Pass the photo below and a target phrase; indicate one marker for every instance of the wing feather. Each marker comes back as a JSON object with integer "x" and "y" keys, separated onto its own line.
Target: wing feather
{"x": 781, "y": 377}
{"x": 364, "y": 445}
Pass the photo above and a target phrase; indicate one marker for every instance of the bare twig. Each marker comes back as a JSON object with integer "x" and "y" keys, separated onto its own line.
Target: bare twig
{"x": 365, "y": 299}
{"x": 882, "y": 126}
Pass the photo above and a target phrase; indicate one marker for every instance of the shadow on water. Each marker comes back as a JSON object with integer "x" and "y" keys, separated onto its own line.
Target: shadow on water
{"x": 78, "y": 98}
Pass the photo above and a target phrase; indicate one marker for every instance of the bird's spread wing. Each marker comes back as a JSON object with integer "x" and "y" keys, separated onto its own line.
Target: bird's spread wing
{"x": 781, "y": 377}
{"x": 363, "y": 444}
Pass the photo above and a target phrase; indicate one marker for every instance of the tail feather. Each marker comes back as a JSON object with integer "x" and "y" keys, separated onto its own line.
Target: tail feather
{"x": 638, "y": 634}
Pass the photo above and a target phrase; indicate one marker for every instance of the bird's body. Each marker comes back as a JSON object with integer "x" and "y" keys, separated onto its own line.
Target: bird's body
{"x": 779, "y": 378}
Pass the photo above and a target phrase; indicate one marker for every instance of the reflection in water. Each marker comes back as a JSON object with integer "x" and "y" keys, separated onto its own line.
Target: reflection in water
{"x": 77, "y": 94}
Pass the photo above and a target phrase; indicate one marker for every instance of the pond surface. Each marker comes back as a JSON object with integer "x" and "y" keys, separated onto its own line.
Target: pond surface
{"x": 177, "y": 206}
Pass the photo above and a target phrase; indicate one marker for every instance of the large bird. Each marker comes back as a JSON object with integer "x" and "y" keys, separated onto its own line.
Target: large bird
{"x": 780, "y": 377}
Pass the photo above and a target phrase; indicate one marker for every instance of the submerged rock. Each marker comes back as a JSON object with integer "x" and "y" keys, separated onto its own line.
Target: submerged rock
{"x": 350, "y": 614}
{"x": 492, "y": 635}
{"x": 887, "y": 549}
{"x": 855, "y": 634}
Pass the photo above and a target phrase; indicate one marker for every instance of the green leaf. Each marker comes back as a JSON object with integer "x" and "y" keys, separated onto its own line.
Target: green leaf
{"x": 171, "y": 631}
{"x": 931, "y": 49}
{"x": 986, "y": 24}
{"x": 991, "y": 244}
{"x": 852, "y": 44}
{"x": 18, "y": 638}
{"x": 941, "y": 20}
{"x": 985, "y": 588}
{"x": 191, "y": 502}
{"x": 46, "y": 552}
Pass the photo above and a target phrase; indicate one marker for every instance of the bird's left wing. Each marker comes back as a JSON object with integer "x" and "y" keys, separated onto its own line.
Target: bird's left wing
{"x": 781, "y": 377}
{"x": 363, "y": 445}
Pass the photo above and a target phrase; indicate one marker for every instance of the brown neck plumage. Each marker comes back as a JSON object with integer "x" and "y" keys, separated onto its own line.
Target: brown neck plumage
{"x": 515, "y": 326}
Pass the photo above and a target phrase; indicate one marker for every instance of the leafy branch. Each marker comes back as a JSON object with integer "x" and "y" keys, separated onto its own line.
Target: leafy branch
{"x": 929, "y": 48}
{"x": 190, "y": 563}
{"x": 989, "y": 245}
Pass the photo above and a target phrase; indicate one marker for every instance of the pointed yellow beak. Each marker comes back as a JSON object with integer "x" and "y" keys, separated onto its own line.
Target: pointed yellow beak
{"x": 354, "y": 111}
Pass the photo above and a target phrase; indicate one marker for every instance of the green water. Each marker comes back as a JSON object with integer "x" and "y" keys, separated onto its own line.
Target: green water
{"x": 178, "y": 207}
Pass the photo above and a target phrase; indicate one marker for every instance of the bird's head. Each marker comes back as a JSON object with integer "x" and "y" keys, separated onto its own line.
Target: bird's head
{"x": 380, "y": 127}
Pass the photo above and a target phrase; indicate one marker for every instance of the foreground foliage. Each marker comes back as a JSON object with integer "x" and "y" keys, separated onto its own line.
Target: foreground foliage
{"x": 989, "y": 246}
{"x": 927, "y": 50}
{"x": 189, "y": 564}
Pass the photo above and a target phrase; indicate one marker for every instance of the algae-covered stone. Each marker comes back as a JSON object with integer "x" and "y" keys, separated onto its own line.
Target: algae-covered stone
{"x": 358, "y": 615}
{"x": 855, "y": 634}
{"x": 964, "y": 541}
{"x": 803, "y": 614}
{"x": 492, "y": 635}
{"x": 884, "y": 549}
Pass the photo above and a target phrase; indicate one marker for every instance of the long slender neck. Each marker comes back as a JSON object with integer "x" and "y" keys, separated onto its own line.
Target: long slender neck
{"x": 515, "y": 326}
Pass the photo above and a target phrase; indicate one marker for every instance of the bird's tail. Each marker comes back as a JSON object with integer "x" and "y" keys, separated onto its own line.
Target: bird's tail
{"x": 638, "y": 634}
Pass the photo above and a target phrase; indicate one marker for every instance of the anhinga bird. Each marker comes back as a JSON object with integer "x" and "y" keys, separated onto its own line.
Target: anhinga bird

→ Required work
Your answer should consist of every record, restated exactly.

→ Result below
Pass the photo below and a target phrase; indicate one marker for every instance of the wing feather. Each marker comes back as a JSON object with integer "x" and "y" keys, separated onto its own line.
Target: wing feather
{"x": 781, "y": 377}
{"x": 364, "y": 445}
Pass the photo above and a target phrase; indicate one marker for every instance of the bare twig. Each marker comes back as a JSON object with integer "x" and "y" keys, separated onto its own line.
Target: bare twig
{"x": 365, "y": 299}
{"x": 882, "y": 126}
Pass the photo above and a target phrase; indicate one marker for every instance of the shadow on water. Each marker comes back as a JSON object with integer "x" and "y" keys, separated onto its own line.
Target: shadow on water
{"x": 78, "y": 98}
Pass the photo above and a target phrase; indicate one marker for every instance of the bird's spread wing. Each marker comes back as a JSON object with integer "x" and "y" keys, separated onto its own line.
Target: bird's spread wing
{"x": 781, "y": 377}
{"x": 363, "y": 444}
Pass the photo above and a target phrase; indicate one marker for every instance of the tail feather. Each marker comes back as a JSON object with integer "x" and "y" keys, separated onto its own line.
Target: tail feather
{"x": 638, "y": 634}
Pass the photo above and a target phrase; indicate one marker for every instance of the bird's body. Each marker comes back as a JSON object with integer "x" and "y" keys, separated onto its own line.
Target: bird's body
{"x": 779, "y": 378}
Pass the photo above and a target phrase; indicate one marker for every instance of the reflection in water. Each marker comes back as a JSON object with integer "x" and "y" keys, separated onto its own line.
Target: reflection in water
{"x": 77, "y": 94}
Pass the photo above and a target phrase; indicate one marker for every instance of the pond surface. Each marker comes back as a JSON object with integer "x" and "y" keys, separated onto its own line.
Target: pond surface
{"x": 177, "y": 206}
Pass the photo above and a target phrase; indicate one marker for every instance of the large bird. Each marker comes back as a JSON object with integer "x" and "y" keys, separated onto its own line.
Target: large bird
{"x": 780, "y": 377}
Pass the photo above and a target phrase; indicate one marker for every instance of the submerged rock. Each marker comes back as a JSON object with integer "x" and "y" keys, separated onto its own line.
Target: submerged rock
{"x": 350, "y": 614}
{"x": 492, "y": 635}
{"x": 887, "y": 549}
{"x": 855, "y": 634}
Pass the photo above and a target phrase; indicate one marker for every instance of the green leaf. Each marker comes back as a JSON object with integer "x" and "y" keys, separated onto its own line.
Target: green leaf
{"x": 171, "y": 631}
{"x": 931, "y": 49}
{"x": 986, "y": 24}
{"x": 991, "y": 244}
{"x": 852, "y": 44}
{"x": 18, "y": 638}
{"x": 941, "y": 20}
{"x": 985, "y": 588}
{"x": 191, "y": 502}
{"x": 46, "y": 552}
Pass the photo above and a target phrase; indicate one marker for every instance of the bird's left wing. Each marker comes back as a JSON object with integer "x" and "y" keys, separated onto its own line.
Target: bird's left wing
{"x": 781, "y": 377}
{"x": 363, "y": 445}
Pass the photo above and a target phrase; indicate one marker for every instance of the brown neck plumage. Each marker comes back as a JSON object with integer "x" and "y" keys, separated onto its own line.
Target: brown neck plumage
{"x": 515, "y": 326}
Pass the photo above and a target phrase; indicate one marker for every instance of the leafy branch. Each marker comes back as a JSON object with integer "x" and "y" keys, separated onto its own line.
Target: leafy branch
{"x": 929, "y": 48}
{"x": 190, "y": 563}
{"x": 989, "y": 245}
Pass the photo above and a target phrase; indicate one marker for every instance of the pointed yellow beak. Each marker comes back as a JSON object with integer "x" and "y" keys, separated onto its own line.
Target: pointed yellow beak
{"x": 354, "y": 111}
Pass the photo above and a target phrase; indicate one marker for every instance of the green water. Each marker comes back as a JSON object with integer "x" and "y" keys, separated onto its own line.
Target: green water
{"x": 178, "y": 207}
Pass the photo above and a target phrase; indicate one marker for every instance of the bird's head. Each marker comes back as a JSON object with integer "x" and "y" keys, separated onto its own line.
Target: bird's head
{"x": 380, "y": 127}
Pass the photo above and a target phrase; indicate one marker for every instance of the foreground foliage. Each marker comes back as a JSON object with integer "x" and "y" keys, separated onto its own line.
Target: foreground foliage
{"x": 989, "y": 246}
{"x": 927, "y": 50}
{"x": 189, "y": 564}
Pass the photo above and a target phrase; indicate one marker for every instance of the algae-covered stone. Each marker comes back as a JSON object with integer "x" and "y" keys, separated onto its own line.
Target: algae-covered stone
{"x": 358, "y": 615}
{"x": 855, "y": 634}
{"x": 964, "y": 541}
{"x": 803, "y": 614}
{"x": 492, "y": 635}
{"x": 884, "y": 549}
Pass the photo above and a target phrase; indicate one marker for every instance of the long slender neck. Each marker comes back as a JSON object with integer "x" and "y" keys, separated onto its own line.
Target: long slender neck
{"x": 515, "y": 326}
Pass the photo above and a target phrase; indicate one marker for every instance of the bird's tail. Each marker comes back as a JSON object with integer "x" and "y" keys, separated onto its own line.
Target: bird's tail
{"x": 638, "y": 634}
Pass the photo above and a target phrase; indicate one marker for every instance of the anhinga bird. Each marker comes back as a JSON object with integer "x" and "y" keys, separated onto its own line.
Target: anhinga bird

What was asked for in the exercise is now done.